> Bloc de texte
★ ★ ★ ★
Dina Bakr, Mardi, 02 mars 2021

Une fête ou un mariage sans danse orientale ? C’est tout simplement impensable en Egypte. Malgré tous les préjugés qui les entourent, la danse du ventre et les rythmes du tabla restent intrinsèquement liés à notre culture. Et c’est aussi un excellent exutoire.

Sur les rythmes de « Chik Chak Chok »
Oshy Rayan, professeure de danse, veut changer l’image péjorative de la danse orientale.

C’est le moment de lâcher prise, oublier les tracas quotidiens, le travail et les règles strictes imposées par une société conservatrice qui interdit aux femmes de danser devant des hommes étrangers. De temps en temps, Safiya et ses amies organisent une soirée dansante entre femmes pour évacuer le stress et faire le vide. Ces quinze femmes ont décidé de prendre congé de leurs familles et de leurs obligations en s’absentant pendant quelques heures pour se retrouver entre amies, toutes maquillées, et danser au rythme de leurs chansons préférées. Les unes portent des tenues de danse orientale, d’autres des djellabas du Saïd (Haute-Egypte), du Delta (Basse-Egypte) ou tout simplement des ceintures à paillettes nouées autour des hanches. « Cette rencontre nous permet de briser la monotonie du quotidien et faire le vide », dit Safiya d’un air joyeux. Chacune exécute des mouvements alliant sensualité et féminité. Il y a celle qui virevolte gracieusement en bougeant les bras, celle qui fait des ondulations du ventre et des tremblements du bassin, une troisième qui remue les hanches avec vigueur. On dirait une rencontre intime pour apprendre la danse. Les rires fusent de partout. L’atmosphère est détendue et apaisante.

Safiya, qui travaille dans une entreprise de construction, veut améliorer à tout prix son humeur. Très concentrée sur les mouvements d’ondulation de son corps, elle danse au rythme de la musique. Toute ouïe au son produit par la darbouka, elle tente de reproduire les mouvements des danseuses professionnelles. « J’ai une mémoire à dominante visuelle et je m’inspire de tous les styles de danse pour progresser dans ma danse. Depuis mon enfance, j’adore regarder les films en noir et blanc qui montrent les performances de Tahiya Karioka, les talents de Samia Gamal et le professionnalisme de Naïma Akef. Actuellement, j’observe les mouvements des doigts et des mains de Gawhara qui danse sur de vieilles chansons. Les mouvements de son corps qui s’entremêlent aux gestes de ses mains sont gracieux », ajoute Safiya. Cette dernière essaie d’imiter les mouvements des anciennes et modernes danseuses tout en suivant le rythme de sa chanson préférée Aziza, de Carole Samaha, qui lui permet d’exhiber en quelques minutes ses talents de danseuse. Elle retient son souffle pour exécuter une série de gestes de ses danseuses préférées.
★ ★ ★ ★
> Enregistrements du jeu de données
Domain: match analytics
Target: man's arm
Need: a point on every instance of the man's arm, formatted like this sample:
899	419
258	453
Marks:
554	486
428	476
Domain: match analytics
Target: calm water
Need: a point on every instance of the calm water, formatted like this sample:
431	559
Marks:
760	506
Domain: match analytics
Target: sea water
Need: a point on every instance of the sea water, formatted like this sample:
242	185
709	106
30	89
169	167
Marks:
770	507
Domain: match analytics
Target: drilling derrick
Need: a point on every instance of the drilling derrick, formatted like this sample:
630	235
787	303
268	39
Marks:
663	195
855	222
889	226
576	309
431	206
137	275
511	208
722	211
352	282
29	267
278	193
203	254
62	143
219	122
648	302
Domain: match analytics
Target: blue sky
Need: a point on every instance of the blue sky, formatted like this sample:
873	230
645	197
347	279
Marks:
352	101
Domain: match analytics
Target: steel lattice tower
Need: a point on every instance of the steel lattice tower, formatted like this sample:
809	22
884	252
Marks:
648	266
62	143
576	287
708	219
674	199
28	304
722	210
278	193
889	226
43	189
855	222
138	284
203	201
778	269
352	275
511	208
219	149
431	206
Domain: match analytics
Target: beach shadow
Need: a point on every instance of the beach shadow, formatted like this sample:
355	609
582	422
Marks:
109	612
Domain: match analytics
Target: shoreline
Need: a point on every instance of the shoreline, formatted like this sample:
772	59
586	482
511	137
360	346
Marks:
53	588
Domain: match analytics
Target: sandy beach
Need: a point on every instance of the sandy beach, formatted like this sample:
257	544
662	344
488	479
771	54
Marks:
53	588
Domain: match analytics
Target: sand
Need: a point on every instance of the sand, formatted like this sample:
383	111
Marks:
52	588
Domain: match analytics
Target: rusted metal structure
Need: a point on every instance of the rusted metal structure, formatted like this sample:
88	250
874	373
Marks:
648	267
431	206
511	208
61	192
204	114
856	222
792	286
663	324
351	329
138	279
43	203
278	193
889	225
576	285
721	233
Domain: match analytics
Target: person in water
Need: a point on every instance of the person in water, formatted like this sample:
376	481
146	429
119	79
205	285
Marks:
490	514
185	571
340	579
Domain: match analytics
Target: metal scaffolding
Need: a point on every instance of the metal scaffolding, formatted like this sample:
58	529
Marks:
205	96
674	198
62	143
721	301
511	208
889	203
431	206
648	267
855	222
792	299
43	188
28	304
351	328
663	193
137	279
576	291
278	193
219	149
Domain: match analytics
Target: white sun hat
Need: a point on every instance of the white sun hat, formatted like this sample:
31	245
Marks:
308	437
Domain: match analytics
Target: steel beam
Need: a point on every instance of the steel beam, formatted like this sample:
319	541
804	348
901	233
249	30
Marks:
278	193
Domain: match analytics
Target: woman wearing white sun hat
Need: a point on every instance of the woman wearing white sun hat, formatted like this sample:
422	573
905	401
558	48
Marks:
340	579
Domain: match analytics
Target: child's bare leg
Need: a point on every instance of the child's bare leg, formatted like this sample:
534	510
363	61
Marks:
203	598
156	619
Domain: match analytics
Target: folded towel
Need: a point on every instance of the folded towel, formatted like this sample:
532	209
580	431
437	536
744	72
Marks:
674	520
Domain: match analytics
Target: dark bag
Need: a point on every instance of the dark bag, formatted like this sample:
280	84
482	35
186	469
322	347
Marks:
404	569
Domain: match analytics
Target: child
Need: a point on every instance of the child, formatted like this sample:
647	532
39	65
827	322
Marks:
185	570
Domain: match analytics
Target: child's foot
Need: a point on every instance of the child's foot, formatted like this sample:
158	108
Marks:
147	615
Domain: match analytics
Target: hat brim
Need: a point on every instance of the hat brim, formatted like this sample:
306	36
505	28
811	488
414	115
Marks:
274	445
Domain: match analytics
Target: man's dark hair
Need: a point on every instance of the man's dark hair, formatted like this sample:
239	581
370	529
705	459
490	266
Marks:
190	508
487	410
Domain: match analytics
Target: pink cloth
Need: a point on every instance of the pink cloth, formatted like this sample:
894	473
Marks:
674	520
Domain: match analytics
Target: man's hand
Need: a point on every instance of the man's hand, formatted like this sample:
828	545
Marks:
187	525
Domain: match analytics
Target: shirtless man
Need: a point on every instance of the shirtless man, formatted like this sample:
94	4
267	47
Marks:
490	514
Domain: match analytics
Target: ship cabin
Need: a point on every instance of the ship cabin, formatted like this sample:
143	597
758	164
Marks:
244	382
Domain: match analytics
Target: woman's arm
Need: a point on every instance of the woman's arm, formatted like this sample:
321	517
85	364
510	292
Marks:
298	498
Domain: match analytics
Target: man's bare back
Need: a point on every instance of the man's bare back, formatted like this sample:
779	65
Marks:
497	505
★ ★ ★ ★
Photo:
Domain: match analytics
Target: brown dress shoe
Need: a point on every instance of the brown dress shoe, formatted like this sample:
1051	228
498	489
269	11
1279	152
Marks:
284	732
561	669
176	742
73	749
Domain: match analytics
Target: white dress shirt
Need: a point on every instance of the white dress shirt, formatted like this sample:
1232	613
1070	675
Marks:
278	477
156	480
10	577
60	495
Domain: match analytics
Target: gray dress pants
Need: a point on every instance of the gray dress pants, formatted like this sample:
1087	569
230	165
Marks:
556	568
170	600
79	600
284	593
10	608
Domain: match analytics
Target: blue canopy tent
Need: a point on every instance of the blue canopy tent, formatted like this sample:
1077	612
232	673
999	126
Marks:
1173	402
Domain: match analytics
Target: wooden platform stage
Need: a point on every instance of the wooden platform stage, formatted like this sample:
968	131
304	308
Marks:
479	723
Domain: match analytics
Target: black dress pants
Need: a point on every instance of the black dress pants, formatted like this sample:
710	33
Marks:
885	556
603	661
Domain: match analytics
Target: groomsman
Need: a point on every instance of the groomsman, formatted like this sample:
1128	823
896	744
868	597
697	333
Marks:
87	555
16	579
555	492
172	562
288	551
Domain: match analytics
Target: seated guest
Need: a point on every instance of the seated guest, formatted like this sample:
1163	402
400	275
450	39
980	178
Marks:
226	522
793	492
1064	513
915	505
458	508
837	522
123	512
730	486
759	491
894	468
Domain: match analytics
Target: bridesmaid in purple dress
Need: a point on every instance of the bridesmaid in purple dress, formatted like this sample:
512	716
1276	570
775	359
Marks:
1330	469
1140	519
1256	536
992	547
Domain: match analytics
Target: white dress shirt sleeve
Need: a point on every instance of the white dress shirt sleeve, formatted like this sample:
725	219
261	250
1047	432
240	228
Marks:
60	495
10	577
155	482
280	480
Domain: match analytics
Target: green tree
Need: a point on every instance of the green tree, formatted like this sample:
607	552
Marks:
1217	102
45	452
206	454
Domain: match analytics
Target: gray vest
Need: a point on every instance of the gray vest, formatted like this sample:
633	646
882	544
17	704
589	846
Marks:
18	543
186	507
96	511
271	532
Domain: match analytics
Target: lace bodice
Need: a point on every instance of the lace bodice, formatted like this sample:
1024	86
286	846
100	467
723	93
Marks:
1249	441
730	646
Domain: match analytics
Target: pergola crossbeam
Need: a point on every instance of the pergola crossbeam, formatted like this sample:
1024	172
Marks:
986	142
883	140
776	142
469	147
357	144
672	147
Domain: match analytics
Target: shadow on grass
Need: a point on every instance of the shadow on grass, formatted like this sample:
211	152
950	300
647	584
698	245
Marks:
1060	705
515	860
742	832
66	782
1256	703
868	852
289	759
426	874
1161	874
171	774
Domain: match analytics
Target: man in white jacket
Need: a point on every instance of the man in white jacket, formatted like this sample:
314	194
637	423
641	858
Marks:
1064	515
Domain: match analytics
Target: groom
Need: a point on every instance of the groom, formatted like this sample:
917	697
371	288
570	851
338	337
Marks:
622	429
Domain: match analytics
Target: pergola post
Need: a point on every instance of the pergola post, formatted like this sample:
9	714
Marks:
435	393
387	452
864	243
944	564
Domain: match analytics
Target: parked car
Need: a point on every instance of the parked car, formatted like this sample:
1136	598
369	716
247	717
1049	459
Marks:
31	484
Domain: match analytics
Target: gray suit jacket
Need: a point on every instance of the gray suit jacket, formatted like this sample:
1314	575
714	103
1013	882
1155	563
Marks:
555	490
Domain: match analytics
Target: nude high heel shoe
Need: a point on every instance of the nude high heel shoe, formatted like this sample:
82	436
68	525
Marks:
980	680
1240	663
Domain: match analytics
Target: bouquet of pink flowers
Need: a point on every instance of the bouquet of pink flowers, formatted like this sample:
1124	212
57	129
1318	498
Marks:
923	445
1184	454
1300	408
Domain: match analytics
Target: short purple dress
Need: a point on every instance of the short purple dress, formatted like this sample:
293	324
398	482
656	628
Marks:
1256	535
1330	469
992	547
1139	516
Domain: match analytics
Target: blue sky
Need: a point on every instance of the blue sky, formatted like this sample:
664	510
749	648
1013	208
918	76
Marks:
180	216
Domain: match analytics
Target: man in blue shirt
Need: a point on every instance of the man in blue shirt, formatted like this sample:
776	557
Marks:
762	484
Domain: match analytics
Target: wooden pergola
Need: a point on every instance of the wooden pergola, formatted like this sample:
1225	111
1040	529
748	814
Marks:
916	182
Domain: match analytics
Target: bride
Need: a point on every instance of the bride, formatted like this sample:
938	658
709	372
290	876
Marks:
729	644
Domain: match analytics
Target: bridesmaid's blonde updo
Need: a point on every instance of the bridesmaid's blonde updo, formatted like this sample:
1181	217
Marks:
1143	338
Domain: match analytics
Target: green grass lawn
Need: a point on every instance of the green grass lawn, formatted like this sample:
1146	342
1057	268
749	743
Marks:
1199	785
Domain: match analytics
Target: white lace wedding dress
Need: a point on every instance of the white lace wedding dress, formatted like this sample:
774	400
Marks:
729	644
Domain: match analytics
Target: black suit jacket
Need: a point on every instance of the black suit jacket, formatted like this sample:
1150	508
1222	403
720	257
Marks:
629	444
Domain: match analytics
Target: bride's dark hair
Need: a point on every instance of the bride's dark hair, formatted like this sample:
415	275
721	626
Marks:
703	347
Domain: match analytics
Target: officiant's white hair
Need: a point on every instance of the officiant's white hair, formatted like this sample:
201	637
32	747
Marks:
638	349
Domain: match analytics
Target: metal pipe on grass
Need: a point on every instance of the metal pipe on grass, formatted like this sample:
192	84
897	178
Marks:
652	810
★ ★ ★ ★
> Travail demandé
• A. D'après l'article sur la danse orientale en Égypte, dans quel genre d'entreprise travaille Safiya ?
• B. Prolongez l'article sur la danse orientale en Égypte à partir de sa dernière phrase.

> Résultats par tâche
• A. Elle travaille dans une entreprise de construction.

• B.
Prendre des cours, pourquoi pas ?

Avoir l’oreille musicale est important pour apprendre la danse orientale, car remuer la partie inférieure du corps ne suffit pas pour dire qu’une femme sait danser. « J’ai appris un tas de choses concernant la danse orientale durant les 6 mois de cours que j’ai suivis au club. Il faut connaître les mouvements basiques pour savoir comment faire bouger les bras et les mettre en accord avec les mouvements de la partie inférieure du corps comme le déhanché sur le côté, tout en bougeant avec grâce et légèreté », explique Dalia, 47 ans, femme au foyer. A force de s’entraîner, elle s’est améliorée, ce qui lui a permis de participer au Festival de danse orientale organisé au club. On dit que les Egyptiennes savent tellement bien se trémousser et que c’est peut-être un savoir inné dès leur naissance. Mais d’après Dalia, il faut s’entraîner énormément et prendre des cours pour développer cet art. En fait, la danse orientale permet d’évacuer le stress et sa musique incite à l’évasion. « Je peux m’éclater en dansant dans ma chambre. Sur le rythme de la chanson Chik Chak Chok, je peux danser durant des heures. En fait, danser régulièrement me permet de perdre du poids et d’être heureuse en exécutant des mouvements d’ondulation sur le rythme d’une musique », souligne-t-elle.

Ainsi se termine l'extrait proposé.